(Image location labeling entries)
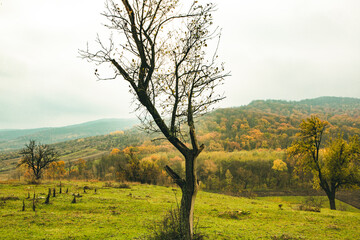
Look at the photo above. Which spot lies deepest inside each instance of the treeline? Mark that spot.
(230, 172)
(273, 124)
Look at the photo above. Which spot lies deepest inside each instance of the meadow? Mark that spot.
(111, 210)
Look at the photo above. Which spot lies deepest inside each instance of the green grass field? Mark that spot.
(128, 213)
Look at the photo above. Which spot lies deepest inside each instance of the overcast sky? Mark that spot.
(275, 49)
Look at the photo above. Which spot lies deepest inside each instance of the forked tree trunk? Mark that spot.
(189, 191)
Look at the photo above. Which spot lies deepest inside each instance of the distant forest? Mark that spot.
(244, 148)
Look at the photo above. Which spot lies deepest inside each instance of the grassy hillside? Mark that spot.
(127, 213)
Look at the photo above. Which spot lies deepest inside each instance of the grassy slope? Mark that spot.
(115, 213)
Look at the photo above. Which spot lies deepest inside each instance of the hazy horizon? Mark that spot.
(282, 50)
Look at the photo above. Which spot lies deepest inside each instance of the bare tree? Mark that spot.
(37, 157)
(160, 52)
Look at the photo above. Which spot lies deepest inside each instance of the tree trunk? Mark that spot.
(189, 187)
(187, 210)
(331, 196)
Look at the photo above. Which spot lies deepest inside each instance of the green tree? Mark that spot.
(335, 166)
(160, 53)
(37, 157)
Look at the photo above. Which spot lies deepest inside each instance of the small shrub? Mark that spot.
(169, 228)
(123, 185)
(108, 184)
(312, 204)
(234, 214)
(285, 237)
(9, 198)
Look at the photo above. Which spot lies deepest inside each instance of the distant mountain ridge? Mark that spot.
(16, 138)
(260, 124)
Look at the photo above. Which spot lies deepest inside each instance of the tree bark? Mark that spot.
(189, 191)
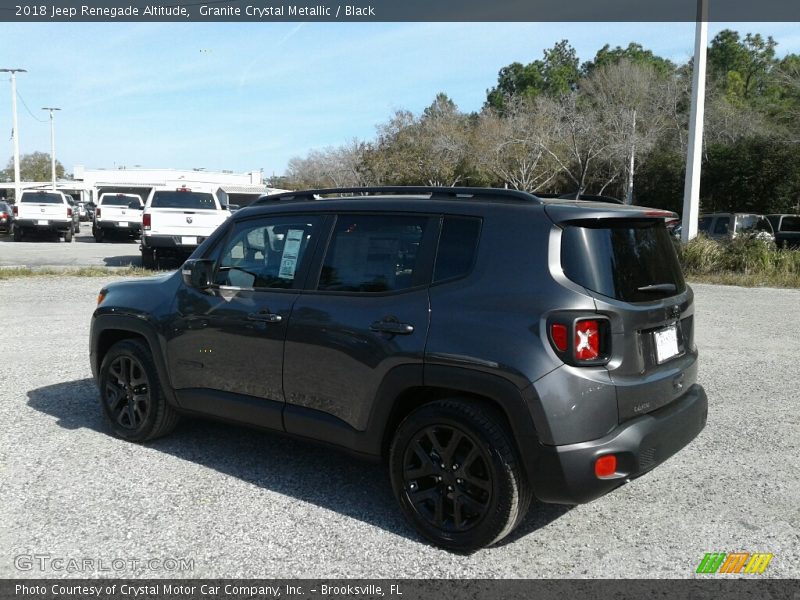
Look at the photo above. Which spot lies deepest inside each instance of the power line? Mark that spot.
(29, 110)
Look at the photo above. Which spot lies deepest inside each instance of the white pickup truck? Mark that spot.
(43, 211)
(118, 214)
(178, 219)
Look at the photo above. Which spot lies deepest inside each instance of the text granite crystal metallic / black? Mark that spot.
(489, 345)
* * *
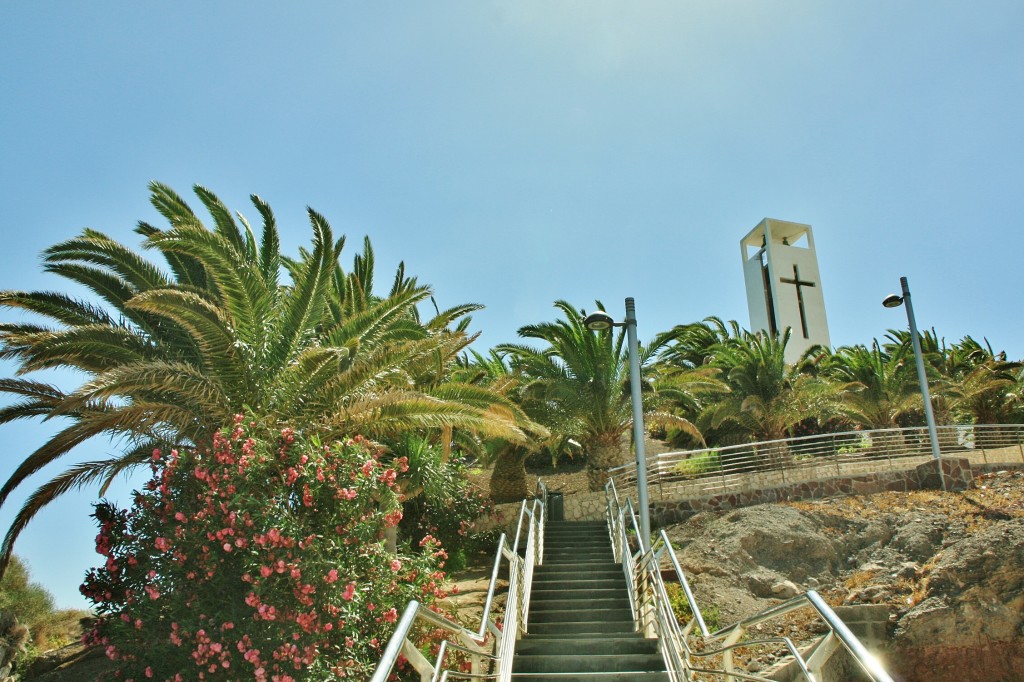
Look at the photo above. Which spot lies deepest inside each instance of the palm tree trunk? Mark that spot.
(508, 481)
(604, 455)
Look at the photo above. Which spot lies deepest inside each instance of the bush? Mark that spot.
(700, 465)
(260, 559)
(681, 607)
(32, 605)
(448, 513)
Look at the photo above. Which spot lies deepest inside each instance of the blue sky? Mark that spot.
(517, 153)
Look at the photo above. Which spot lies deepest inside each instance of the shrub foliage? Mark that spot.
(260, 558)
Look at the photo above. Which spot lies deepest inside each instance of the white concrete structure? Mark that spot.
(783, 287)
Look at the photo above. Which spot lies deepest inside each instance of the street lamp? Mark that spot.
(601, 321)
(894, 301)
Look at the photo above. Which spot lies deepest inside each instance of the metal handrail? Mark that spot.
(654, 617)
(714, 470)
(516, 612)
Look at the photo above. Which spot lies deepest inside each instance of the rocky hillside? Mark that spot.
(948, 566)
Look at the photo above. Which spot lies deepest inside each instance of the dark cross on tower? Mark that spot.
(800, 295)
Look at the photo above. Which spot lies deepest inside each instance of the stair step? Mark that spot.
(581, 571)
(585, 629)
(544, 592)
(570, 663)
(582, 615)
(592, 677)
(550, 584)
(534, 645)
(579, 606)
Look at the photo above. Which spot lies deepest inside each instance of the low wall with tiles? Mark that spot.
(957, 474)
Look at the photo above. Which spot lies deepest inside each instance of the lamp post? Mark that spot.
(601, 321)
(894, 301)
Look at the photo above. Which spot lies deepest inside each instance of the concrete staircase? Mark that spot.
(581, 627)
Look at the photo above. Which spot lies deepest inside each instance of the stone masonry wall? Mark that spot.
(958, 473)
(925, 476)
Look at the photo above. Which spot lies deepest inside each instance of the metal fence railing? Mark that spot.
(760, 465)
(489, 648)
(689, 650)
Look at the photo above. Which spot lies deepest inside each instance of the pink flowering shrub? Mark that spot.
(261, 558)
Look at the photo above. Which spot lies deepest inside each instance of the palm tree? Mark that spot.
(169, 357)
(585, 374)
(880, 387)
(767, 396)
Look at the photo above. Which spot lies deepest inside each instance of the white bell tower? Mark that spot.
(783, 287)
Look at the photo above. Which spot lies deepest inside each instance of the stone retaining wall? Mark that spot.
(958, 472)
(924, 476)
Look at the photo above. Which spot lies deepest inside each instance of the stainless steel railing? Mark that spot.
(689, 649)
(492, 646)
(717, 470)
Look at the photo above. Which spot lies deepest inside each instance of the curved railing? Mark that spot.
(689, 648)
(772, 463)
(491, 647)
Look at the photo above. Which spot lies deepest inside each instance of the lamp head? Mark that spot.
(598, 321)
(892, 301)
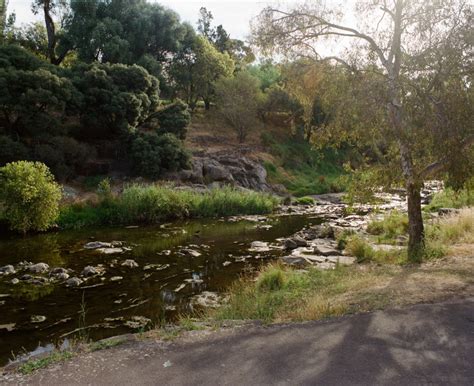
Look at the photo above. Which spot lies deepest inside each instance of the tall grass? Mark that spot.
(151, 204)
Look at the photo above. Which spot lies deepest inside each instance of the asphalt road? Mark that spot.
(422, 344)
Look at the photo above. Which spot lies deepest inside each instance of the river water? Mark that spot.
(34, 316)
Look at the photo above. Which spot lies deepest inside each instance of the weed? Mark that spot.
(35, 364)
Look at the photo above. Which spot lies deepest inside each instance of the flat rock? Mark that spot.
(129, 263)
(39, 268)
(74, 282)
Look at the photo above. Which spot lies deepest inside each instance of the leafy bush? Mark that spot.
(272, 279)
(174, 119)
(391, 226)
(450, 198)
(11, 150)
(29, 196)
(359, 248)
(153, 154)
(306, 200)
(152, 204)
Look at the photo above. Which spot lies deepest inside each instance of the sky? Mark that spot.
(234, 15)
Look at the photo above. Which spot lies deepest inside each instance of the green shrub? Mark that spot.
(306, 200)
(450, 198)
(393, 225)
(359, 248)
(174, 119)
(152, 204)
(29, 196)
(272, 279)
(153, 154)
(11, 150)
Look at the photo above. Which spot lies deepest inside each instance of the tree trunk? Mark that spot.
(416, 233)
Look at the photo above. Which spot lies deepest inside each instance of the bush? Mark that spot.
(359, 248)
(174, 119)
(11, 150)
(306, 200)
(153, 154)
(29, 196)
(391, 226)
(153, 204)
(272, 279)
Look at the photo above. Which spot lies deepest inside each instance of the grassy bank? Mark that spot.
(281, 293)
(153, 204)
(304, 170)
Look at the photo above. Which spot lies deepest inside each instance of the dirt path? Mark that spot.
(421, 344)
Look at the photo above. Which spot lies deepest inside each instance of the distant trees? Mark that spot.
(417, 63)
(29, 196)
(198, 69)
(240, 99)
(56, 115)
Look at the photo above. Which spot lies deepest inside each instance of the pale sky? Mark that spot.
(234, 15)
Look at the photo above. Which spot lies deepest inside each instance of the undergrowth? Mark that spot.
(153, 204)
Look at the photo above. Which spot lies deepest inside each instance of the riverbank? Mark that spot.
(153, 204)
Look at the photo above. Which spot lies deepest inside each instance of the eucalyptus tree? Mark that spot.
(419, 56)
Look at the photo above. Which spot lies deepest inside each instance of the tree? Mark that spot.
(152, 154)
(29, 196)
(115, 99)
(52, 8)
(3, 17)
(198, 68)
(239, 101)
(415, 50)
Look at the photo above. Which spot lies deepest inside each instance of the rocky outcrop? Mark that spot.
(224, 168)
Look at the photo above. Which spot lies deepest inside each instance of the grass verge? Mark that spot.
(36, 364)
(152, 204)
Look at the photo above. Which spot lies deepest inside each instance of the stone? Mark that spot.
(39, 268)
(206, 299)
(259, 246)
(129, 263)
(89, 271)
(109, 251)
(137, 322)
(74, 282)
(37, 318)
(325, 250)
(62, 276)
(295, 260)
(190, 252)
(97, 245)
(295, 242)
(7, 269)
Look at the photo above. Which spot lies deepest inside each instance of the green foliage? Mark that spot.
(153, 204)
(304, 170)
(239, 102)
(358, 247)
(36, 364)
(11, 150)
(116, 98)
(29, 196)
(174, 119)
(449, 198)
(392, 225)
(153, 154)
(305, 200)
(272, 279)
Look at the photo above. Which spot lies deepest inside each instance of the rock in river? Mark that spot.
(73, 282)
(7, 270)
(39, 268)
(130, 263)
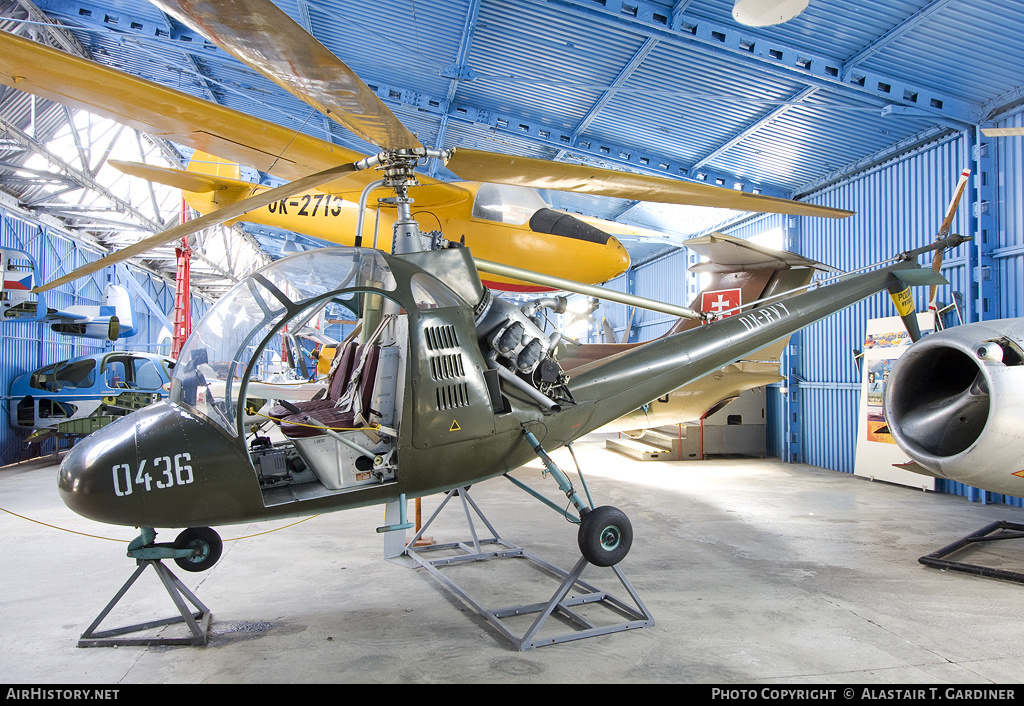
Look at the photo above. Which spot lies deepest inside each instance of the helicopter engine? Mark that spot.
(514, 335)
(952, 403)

Job — Display each line of the items above that contains the word "trunk".

Exercise response —
Look at the photo above. Which spot lies deepest inside each instance of the forked tree trunk? Mark that spot.
Look at the photo above. Which spot lies deepest inside each instance of the tree trunk? Mark that spot.
Look at the photo above. Which spot lies deepest inside each instance of the palm tree trunk? Mark that spot.
Look at the photo above. Which spot lies deepest inside each instance of the tree trunk? Mark that spot.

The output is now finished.